*** Data provided

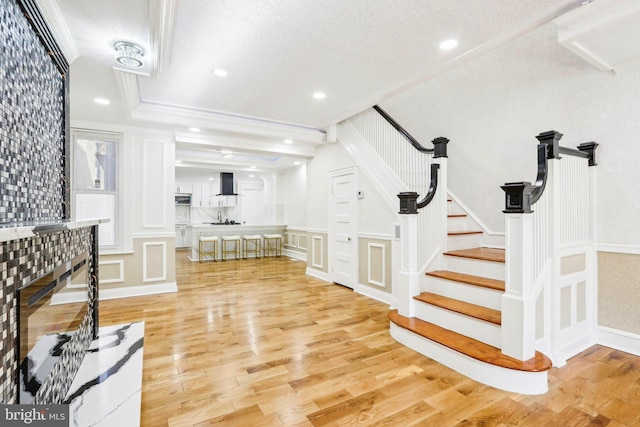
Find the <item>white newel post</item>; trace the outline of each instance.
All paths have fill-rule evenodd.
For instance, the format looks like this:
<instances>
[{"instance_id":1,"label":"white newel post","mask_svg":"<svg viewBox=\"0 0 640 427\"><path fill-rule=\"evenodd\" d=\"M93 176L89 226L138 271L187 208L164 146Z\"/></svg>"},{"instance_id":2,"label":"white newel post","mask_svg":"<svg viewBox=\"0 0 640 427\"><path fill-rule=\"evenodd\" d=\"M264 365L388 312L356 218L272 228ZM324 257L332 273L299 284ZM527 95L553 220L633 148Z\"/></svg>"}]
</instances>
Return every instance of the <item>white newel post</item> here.
<instances>
[{"instance_id":1,"label":"white newel post","mask_svg":"<svg viewBox=\"0 0 640 427\"><path fill-rule=\"evenodd\" d=\"M502 352L519 360L535 355L533 217L505 214L505 293L502 296Z\"/></svg>"},{"instance_id":2,"label":"white newel post","mask_svg":"<svg viewBox=\"0 0 640 427\"><path fill-rule=\"evenodd\" d=\"M397 292L398 313L413 317L413 296L419 293L420 274L418 272L418 215L400 215L400 257L398 274L400 283L394 286Z\"/></svg>"}]
</instances>

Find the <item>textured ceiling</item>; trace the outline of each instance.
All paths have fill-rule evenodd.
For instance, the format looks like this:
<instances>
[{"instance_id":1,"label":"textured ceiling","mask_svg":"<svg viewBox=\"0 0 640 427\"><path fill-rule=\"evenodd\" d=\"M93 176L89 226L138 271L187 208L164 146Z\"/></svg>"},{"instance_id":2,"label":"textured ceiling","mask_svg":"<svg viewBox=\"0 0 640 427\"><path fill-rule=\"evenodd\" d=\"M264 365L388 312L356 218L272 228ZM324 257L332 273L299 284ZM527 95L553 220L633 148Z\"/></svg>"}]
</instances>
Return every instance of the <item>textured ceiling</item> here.
<instances>
[{"instance_id":1,"label":"textured ceiling","mask_svg":"<svg viewBox=\"0 0 640 427\"><path fill-rule=\"evenodd\" d=\"M140 79L140 98L326 128L560 3L182 1L171 66ZM447 38L458 48L440 51Z\"/></svg>"}]
</instances>

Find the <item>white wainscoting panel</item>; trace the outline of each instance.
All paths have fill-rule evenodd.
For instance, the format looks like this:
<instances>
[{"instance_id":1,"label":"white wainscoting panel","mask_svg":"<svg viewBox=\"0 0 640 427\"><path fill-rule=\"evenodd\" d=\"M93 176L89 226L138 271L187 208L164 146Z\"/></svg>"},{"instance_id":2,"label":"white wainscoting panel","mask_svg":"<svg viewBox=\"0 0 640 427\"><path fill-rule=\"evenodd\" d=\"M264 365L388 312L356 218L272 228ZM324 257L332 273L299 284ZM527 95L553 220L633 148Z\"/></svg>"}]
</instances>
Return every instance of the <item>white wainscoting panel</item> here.
<instances>
[{"instance_id":1,"label":"white wainscoting panel","mask_svg":"<svg viewBox=\"0 0 640 427\"><path fill-rule=\"evenodd\" d=\"M374 263L372 263L372 255L374 252L379 252L380 253L380 259L382 262L380 262L380 280L376 280L373 277L374 273L372 271L372 268L374 267ZM371 284L371 285L375 285L375 286L379 286L381 288L385 288L386 284L385 284L385 277L386 277L386 272L385 272L385 264L386 264L386 253L385 253L385 246L380 244L380 243L369 243L367 245L367 283Z\"/></svg>"},{"instance_id":2,"label":"white wainscoting panel","mask_svg":"<svg viewBox=\"0 0 640 427\"><path fill-rule=\"evenodd\" d=\"M324 242L322 236L313 236L311 245L311 265L314 268L323 269L324 259L322 254L324 251Z\"/></svg>"},{"instance_id":3,"label":"white wainscoting panel","mask_svg":"<svg viewBox=\"0 0 640 427\"><path fill-rule=\"evenodd\" d=\"M160 254L157 253L158 249L150 249L154 246L160 247ZM155 271L158 262L162 264L162 274L152 277L149 275L149 270ZM167 242L144 242L142 244L142 281L157 282L162 280L167 280Z\"/></svg>"},{"instance_id":4,"label":"white wainscoting panel","mask_svg":"<svg viewBox=\"0 0 640 427\"><path fill-rule=\"evenodd\" d=\"M124 282L124 260L122 259L118 259L118 260L113 260L113 261L100 261L100 263L98 264L100 267L100 284L101 285L106 285L107 283L120 283L120 282ZM102 277L104 277L104 267L107 265L116 265L118 266L118 275L109 279L103 279ZM110 270L109 267L107 267L107 270Z\"/></svg>"}]
</instances>

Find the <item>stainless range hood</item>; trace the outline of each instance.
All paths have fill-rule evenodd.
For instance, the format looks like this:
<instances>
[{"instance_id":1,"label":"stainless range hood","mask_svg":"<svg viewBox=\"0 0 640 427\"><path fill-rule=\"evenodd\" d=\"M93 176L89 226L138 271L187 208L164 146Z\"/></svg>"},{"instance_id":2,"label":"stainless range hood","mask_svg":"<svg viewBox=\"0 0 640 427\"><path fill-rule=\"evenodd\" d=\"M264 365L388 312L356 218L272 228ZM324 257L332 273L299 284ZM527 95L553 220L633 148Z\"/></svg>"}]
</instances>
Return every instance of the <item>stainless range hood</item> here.
<instances>
[{"instance_id":1,"label":"stainless range hood","mask_svg":"<svg viewBox=\"0 0 640 427\"><path fill-rule=\"evenodd\" d=\"M220 193L216 196L237 196L233 191L233 174L231 172L220 172Z\"/></svg>"}]
</instances>

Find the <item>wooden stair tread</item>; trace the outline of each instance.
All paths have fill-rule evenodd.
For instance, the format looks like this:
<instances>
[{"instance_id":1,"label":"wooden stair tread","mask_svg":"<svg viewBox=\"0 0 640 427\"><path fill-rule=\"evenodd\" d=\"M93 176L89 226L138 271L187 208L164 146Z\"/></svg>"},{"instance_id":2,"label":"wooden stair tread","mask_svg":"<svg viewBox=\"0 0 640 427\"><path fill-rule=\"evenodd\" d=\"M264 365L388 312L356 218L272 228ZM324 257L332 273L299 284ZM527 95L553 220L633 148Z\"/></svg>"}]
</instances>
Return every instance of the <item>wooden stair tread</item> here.
<instances>
[{"instance_id":1,"label":"wooden stair tread","mask_svg":"<svg viewBox=\"0 0 640 427\"><path fill-rule=\"evenodd\" d=\"M551 369L551 360L538 351L531 359L522 361L503 354L497 347L415 317L402 316L398 310L391 310L388 317L389 320L402 328L494 366L524 372L543 372Z\"/></svg>"},{"instance_id":2,"label":"wooden stair tread","mask_svg":"<svg viewBox=\"0 0 640 427\"><path fill-rule=\"evenodd\" d=\"M413 298L427 304L435 305L436 307L455 311L456 313L464 314L496 325L500 325L502 322L502 313L492 308L482 307L480 305L433 294L431 292L422 292L420 295Z\"/></svg>"},{"instance_id":3,"label":"wooden stair tread","mask_svg":"<svg viewBox=\"0 0 640 427\"><path fill-rule=\"evenodd\" d=\"M439 279L452 280L454 282L466 283L468 285L495 289L497 291L504 292L504 280L490 279L488 277L474 276L471 274L458 273L448 270L428 271L425 274L427 276L437 277Z\"/></svg>"},{"instance_id":4,"label":"wooden stair tread","mask_svg":"<svg viewBox=\"0 0 640 427\"><path fill-rule=\"evenodd\" d=\"M472 248L459 249L456 251L447 251L444 253L449 256L457 256L461 258L472 258L483 261L493 261L504 263L504 249L497 248Z\"/></svg>"}]
</instances>

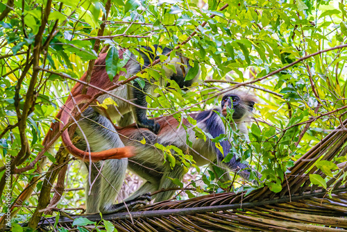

******

How many lines of the data above contain the word "each"? Reply with the number alone.

**Exercise output**: 5